- **Aim of the task**
Your reply should be the entries, output word for word, with each picture omitted.

- **Exercise inputs**
BEGIN

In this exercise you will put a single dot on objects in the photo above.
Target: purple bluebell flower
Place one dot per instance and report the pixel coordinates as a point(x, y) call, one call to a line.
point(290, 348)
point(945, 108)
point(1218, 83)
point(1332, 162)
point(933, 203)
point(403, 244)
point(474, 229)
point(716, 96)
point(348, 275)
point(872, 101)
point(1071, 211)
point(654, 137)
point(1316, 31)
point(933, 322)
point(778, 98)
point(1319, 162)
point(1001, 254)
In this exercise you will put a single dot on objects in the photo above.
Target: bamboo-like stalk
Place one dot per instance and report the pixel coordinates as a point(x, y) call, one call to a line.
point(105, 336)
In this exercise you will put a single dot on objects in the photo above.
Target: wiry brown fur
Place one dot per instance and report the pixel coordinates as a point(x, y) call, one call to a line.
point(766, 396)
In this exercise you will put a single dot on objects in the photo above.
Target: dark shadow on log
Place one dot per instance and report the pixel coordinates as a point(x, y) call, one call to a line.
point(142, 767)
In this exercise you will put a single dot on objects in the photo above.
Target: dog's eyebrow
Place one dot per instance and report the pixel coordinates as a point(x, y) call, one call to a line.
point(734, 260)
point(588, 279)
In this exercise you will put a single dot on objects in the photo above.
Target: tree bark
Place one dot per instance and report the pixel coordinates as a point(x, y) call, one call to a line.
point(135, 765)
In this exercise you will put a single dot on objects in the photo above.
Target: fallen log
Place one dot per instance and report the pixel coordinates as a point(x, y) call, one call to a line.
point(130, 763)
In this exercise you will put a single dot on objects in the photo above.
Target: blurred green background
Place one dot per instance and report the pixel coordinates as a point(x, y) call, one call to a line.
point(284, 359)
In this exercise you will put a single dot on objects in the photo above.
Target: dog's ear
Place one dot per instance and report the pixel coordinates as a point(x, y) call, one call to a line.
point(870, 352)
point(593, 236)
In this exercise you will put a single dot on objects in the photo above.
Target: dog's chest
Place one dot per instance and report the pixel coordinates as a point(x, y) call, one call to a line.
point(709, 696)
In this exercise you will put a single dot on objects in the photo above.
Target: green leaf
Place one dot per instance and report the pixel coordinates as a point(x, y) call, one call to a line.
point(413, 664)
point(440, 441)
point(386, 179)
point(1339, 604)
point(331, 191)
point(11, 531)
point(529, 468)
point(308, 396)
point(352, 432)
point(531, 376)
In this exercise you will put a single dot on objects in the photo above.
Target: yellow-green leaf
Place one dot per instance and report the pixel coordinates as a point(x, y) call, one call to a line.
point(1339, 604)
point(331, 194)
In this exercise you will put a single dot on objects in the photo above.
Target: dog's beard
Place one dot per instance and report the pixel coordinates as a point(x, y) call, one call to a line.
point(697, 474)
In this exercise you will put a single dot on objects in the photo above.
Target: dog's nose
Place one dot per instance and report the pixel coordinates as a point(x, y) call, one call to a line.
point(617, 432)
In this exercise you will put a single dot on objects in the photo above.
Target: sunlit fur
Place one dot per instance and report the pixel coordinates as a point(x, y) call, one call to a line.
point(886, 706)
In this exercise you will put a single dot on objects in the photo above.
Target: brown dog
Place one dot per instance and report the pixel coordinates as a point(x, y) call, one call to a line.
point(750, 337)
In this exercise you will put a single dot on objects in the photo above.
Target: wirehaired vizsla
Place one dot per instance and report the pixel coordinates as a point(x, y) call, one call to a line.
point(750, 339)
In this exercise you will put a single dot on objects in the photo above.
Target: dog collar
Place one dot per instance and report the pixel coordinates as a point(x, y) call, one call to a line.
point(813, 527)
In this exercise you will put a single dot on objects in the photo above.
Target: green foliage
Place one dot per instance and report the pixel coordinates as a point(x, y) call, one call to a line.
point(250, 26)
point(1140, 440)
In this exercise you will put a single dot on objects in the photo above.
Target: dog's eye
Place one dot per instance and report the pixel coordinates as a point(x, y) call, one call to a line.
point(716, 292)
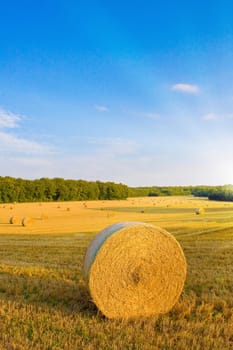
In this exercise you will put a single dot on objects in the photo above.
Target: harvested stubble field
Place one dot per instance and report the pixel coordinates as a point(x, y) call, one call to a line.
point(44, 303)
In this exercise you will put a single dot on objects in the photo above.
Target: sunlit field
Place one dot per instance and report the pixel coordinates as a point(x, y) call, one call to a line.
point(45, 304)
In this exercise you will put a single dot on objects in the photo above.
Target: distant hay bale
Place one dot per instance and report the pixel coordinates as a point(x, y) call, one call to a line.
point(44, 217)
point(134, 270)
point(15, 220)
point(27, 221)
point(199, 211)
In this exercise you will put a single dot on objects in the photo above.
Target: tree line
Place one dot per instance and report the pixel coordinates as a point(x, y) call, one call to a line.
point(58, 189)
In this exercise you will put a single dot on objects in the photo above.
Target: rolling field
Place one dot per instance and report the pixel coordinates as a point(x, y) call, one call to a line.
point(44, 303)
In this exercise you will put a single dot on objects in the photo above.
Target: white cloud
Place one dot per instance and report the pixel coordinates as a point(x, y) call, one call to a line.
point(101, 108)
point(9, 119)
point(12, 143)
point(186, 88)
point(215, 116)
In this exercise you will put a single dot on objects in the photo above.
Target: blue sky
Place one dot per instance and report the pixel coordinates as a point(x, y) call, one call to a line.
point(139, 92)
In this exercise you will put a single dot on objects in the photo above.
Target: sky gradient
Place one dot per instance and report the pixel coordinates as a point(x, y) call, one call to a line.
point(139, 92)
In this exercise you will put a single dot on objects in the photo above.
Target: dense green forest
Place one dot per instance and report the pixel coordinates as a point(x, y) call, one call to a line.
point(59, 189)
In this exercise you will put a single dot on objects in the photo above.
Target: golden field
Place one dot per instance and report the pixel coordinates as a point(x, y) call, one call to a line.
point(44, 303)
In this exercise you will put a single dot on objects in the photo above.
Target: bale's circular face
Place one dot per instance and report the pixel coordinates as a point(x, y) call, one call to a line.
point(134, 270)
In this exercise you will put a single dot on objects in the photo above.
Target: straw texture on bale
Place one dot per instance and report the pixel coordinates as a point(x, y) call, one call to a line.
point(27, 221)
point(199, 211)
point(15, 220)
point(134, 270)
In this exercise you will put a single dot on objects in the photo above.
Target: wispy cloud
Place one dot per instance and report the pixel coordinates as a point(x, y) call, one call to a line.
point(186, 88)
point(100, 108)
point(12, 143)
point(9, 119)
point(143, 114)
point(114, 145)
point(151, 115)
point(215, 116)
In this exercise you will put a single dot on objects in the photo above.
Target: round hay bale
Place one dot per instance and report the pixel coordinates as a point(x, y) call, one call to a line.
point(134, 270)
point(199, 211)
point(14, 220)
point(27, 221)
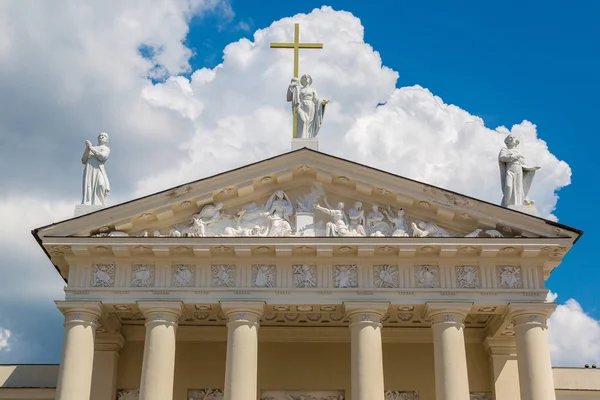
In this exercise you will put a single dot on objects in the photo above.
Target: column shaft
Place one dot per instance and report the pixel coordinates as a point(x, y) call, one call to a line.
point(241, 370)
point(366, 348)
point(106, 358)
point(451, 375)
point(533, 355)
point(158, 367)
point(77, 360)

END

- **Task solution**
In this exercise you will put a single dot on objects in the photo above.
Target: purple bluebell flower
Place one dot per instance and report the pixel coordinates as a point(x, y) call, one call to a line.
point(290, 348)
point(945, 108)
point(1218, 83)
point(1332, 162)
point(933, 203)
point(403, 244)
point(474, 229)
point(716, 96)
point(348, 275)
point(872, 101)
point(1071, 211)
point(654, 137)
point(1316, 31)
point(933, 322)
point(778, 98)
point(1319, 162)
point(1001, 254)
In this exercise you will put a single dot on objects in the photo above.
Target: bamboo-like stalk
Place one dot per instance and report the pixel coordinates as a point(x, y) call, one call to a line.
point(105, 336)
In this exercise you will put a single dot on objects in the photo above.
Target: wiry brown fur
Place one dot per instance and report the pixel coordinates as a point(x, y) call, one call to a line.
point(766, 396)
In this exercise you will put a single dot on objects in the photo above.
Target: dark shadow on log
Place one dot per instance and report the pixel coordinates as a point(x, y) call, one call to a line.
point(142, 767)
In this exercise you will put a single dot on objects in the photo above.
Target: dog's eyebrow
Place one dot per instance and report the pixel coordinates as a point(x, y) call, one call to a line.
point(734, 260)
point(588, 279)
In this exercise you will put a single dot on objects in the photo above.
Target: tree bark
Place one dot per instance and report the pixel coordinates as a point(x, y) call, one call to a line.
point(135, 765)
In this exercise you will put a single dot on objects in the photo above.
Target: fallen log
Place one dot per instance and report the pixel coordinates as a point(x, y) call, one call to a line.
point(130, 763)
In this exercise you will put a single dot on objects in the photo above.
Target: blurred green background
Place one dot per instance and report the pixel coordinates as a point(x, y) call, one call to a line.
point(284, 359)
In this exercise you will put a single dot on objects in the photo above.
Target: dog's ear
Place one dot per instance and report the pixel coordinates as a point(x, y) call, one call to a line.
point(870, 352)
point(593, 236)
In this exercise you will put a single dot on objects in the photo above.
Target: dog's chest
Place one dot per instance and report the pixel coordinates as a point(x, y) call, one call to a line.
point(709, 696)
In this exercise you will put a single dot on objects in the photo above.
Target: green leaf
Place one dot per instance and report the pixel coordinates as a point(x, y) call, one call to a line.
point(413, 664)
point(440, 441)
point(386, 179)
point(1339, 604)
point(331, 191)
point(11, 531)
point(529, 468)
point(308, 396)
point(352, 432)
point(531, 376)
In this exercise you will put a single dot on objects in the photo above.
Target: yellow-green leaf
Place one dot per instance and report the pixel coordinates as a point(x, y) call, one call to a line.
point(1339, 604)
point(331, 194)
In this exercise you will put a single dot on objects in the photo above.
Target: dog's beard
Place one dot per instance and report the pixel coordinates as a point(x, y) call, one call to a line.
point(697, 474)
In this exercise you will put a single dot on objects in the photo above.
Target: dog's nose
Place one dot per instance and report the pixel coordinates as a point(x, y) call, one call to a line.
point(617, 432)
In this exercise you will put a single dot on objects in the photo above.
Target: sunlit fur
Place one dot per instance and report the pixel coordinates as a point(x, y) call, one call to a line.
point(886, 706)
In this exercise you will put a single dot on objects in the photo above.
Target: brown dog
Place one dot per instance and report the pixel coordinates as a point(x, y) call, one call to a line.
point(750, 337)
In this exercise you will put a single dot on objects in the photo above.
Target: wirehaired vizsla
Place one dot per instance and report the pixel coordinates as a point(x, y) call, one call to a line.
point(750, 339)
In this exercise you will put a single dot on objects in the photo above.
Target: dog collar
Place one dot per instance and report the pixel coordinates as a point(x, y) call, one call to a line.
point(813, 527)
In this exercise you will put a single dot on objects in the photo above.
Target: green foliage
Place one dot per instance and report the pixel coordinates as a point(x, y) call, one call to a line.
point(250, 26)
point(1140, 440)
In this exercise you will put a single dot on objects in the photo above.
Target: dog's eye
Place one dot per instance and report the pixel coordinates as a point(x, y) call, one call to a line.
point(716, 292)
In this exercise you will put a single dot on objects in the photo above.
Target: harvested stubble field
Place one dot per instance and report the pixel coordinates as a point(x, y) call, one call to a line.
point(44, 303)
In this exercise you will put a single dot on objects in the photo above.
Target: sunlit field
Place one dot per instance and report the pixel coordinates as a point(x, y) call, one call to a line.
point(45, 304)
In this exercise you will put a single dot on objects in the photo above.
Target: distant hay bale
Place one dot per instance and report the pixel coordinates as a point(x, y) call, one call to a line.
point(44, 217)
point(134, 270)
point(15, 220)
point(27, 221)
point(199, 211)
In this exercise you will put a single dot on objects in the photo above.
Target: tree line
Place one dot per instance and report the pixel coordinates as a point(x, y) call, one call to a line.
point(58, 189)
In this exercise you will put a single dot on objects in the photo above.
Target: rolling field
Place one dot per instance and report the pixel coordinates as a point(x, y) call, one call to a line.
point(44, 303)
In this exercise you will put a single dot on objects in the photo above.
Target: white cloud
Place one dot per instance and report the pixel coordinates as a point(x, y) call, one call to a line.
point(101, 108)
point(9, 119)
point(12, 143)
point(186, 88)
point(215, 116)
In this exercise you will put a single dot on objects in the photo above.
Target: blue sky
Place one dot per instance and report the pixel coordinates as a point(x, y) call, one call to a line.
point(139, 92)
In this exercise you will put a single dot on objects in the photo above.
Target: sky gradient
Place one dot per instance and report the pixel coordinates as a point(x, y) call, one call to a line.
point(139, 92)
In this exercise you will put a single dot on objects in the photo above.
Target: dense green forest
Place one dot per instance and report the pixel coordinates as a point(x, y) call, one call to a line.
point(59, 189)
In this exercise you will put a single dot on objects in the photo above.
Target: golden field
Place one dot per instance and report the pixel coordinates as a point(x, y) call, one call to a line.
point(44, 303)
In this exercise you will put a single dot on objects in the photo above.
Target: bale's circular face
Place one dot per instance and report the pixel coordinates as a point(x, y) call, one call to a line.
point(134, 270)
In this exercise you will put a single dot on objects in the photo above.
Target: straw texture on bale
Place one dot per instance and report the pixel coordinates as a point(x, y) call, one call to a line.
point(27, 221)
point(199, 211)
point(15, 220)
point(134, 270)
In this exercise you will put a single dot on objects in the photo above.
Target: wispy cloud
Place one dot per instance and report the pixel coordinates as a point(x, y) call, one call to a line.
point(186, 88)
point(100, 108)
point(12, 143)
point(9, 119)
point(143, 114)
point(114, 145)
point(151, 115)
point(215, 116)
In this exercise you will put a single dot on objects in the photo above.
Target: round hay bale
Place one dot per instance and report the pixel coordinates as a point(x, y) call, one call to a line.
point(134, 270)
point(199, 211)
point(14, 220)
point(27, 221)
In this exercise you will put a single dot on objects in the photo above.
Target: column shaft
Place one dot per instance and report the pixel coordinates as a point(x, y) call, one call to a line.
point(241, 370)
point(366, 348)
point(106, 358)
point(451, 375)
point(533, 355)
point(158, 367)
point(77, 360)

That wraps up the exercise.